» **Exercise brief**
Starting at the line containing "Place a point on each instance of the blue" and ending at the end of the records, rewrite every line, multiplying each x and y coordinate that follows "Return value:" by 2.45 and rounding to whole numbers, with halves rounded up. Keep all other lines unchanged, including the sample coordinates after "in the form".

» **Data for this exercise**
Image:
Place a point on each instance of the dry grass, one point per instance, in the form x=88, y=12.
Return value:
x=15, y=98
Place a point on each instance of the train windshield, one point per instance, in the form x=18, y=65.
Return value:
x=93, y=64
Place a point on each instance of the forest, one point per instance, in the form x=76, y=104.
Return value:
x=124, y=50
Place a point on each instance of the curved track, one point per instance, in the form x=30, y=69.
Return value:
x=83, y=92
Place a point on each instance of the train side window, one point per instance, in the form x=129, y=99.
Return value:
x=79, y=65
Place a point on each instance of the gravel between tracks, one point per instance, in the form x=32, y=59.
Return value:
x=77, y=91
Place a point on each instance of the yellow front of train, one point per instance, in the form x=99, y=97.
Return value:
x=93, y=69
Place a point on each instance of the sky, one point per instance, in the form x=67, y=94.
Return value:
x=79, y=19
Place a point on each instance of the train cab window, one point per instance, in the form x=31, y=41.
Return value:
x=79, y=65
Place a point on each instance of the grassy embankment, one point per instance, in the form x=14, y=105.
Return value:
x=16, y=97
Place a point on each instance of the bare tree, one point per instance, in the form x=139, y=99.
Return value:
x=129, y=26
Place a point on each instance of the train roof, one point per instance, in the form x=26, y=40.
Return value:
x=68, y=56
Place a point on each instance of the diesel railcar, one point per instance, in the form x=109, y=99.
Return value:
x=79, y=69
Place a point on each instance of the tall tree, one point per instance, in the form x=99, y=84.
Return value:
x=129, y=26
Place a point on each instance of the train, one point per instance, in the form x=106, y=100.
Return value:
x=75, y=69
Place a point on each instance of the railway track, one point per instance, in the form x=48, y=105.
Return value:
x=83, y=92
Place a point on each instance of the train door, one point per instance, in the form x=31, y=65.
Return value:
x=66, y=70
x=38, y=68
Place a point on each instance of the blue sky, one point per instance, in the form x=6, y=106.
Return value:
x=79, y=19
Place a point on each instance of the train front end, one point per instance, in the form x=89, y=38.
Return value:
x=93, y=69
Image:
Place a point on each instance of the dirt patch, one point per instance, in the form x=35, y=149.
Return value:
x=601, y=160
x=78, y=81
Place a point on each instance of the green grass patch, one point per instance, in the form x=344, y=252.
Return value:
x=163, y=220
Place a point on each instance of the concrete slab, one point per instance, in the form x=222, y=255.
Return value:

» **Output for this exercise**
Place a point on each instance of the blue sky, one point per instance, in the form x=6, y=106.
Return value:
x=194, y=47
Place a point on each instance of the train front end, one point per instance, in the form x=89, y=38.
Return value:
x=228, y=169
Image:
Place a point on each instance of the dirt patch, one point per instance, in the form x=35, y=149.
Return value:
x=1472, y=392
x=191, y=198
Place a point on each instance of the green grass patch, one point per instance, in the form x=344, y=252.
Return value:
x=399, y=539
Place a point on each instance of the concrete slab, one point per instance, in the form x=222, y=255.
Return value:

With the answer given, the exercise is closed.